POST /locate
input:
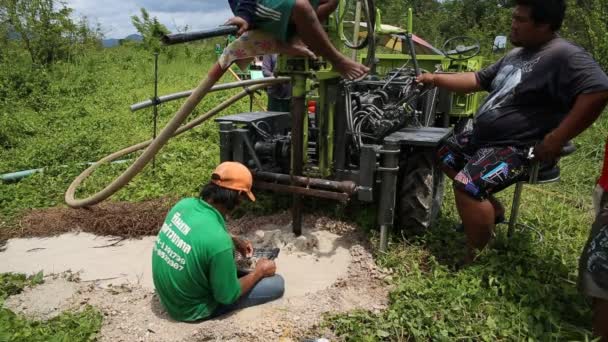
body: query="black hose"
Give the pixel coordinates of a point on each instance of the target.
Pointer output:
(178, 38)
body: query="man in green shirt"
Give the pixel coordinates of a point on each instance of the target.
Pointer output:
(193, 264)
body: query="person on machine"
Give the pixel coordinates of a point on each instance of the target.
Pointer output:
(542, 93)
(295, 23)
(193, 265)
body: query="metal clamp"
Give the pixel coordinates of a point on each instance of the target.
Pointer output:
(388, 169)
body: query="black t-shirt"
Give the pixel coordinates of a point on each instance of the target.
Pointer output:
(531, 91)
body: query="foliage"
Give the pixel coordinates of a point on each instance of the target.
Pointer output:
(72, 112)
(151, 29)
(69, 326)
(586, 21)
(14, 283)
(46, 31)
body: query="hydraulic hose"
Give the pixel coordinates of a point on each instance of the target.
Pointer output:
(153, 146)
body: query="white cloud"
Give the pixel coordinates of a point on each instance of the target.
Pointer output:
(114, 16)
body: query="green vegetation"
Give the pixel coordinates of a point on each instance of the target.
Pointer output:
(74, 109)
(69, 326)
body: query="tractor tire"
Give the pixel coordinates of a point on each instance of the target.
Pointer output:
(420, 192)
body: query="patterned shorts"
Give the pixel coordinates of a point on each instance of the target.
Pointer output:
(593, 264)
(482, 171)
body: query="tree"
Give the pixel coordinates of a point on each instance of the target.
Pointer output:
(44, 29)
(150, 29)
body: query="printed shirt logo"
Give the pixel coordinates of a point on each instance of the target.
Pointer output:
(505, 82)
(170, 246)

++++

▸ **What you have to do**: Transcribe all the lines above exactly, apart from the pictures.

▸ **Exercise answer**:
POST /locate
input:
body: query="black hose"
Give the pixel coordinates of a point on each instance of the target.
Pointer output:
(178, 38)
body: query="man in green shirt"
Give the pixel coordinates of a point on each instance of the target.
Pointer output:
(193, 264)
body: query="person on machine"
Give the pixel coordinates of a point on each instance of the target.
Pointer output:
(542, 93)
(295, 23)
(193, 265)
body: query="metal clamp"
Give the pixel coordinates of a point on each instance of the target.
Pointer output:
(388, 169)
body: query="black t-shirt"
Give the pixel coordinates of a point on each instance of the target.
Pointer output:
(531, 91)
body: query="foliage"
Give the pixel coordinates of a point on each instance of the target.
Pointer output:
(72, 112)
(151, 29)
(69, 326)
(586, 21)
(14, 283)
(46, 31)
body: query="hydraulic hose"
Give the pixel coordinates of a point on each instance of the target.
Pointer output:
(153, 146)
body: query="white cloud"
Give the pixel coordinates of a point on each instance of the target.
Pointer output:
(114, 16)
body: query="green vegetation"
Give the pixel coordinates of a point on each instance of the target.
Pointer output:
(74, 109)
(69, 326)
body: query="tractor tire"
Give the pixel coordinates of a point on each instance of the target.
Pointer output:
(420, 192)
body: query="patterned shorts"
Give the pixel coordinates of a point on each instance of the target.
Pointer output:
(593, 264)
(482, 171)
body: query="tree"
Give the pixel coordinates of a point on each instance of the target.
Pointer output:
(44, 29)
(150, 29)
body: query="printed shirt logo"
Give the pixel coordinates of a point on each instance of the target.
Pointer output:
(505, 82)
(170, 246)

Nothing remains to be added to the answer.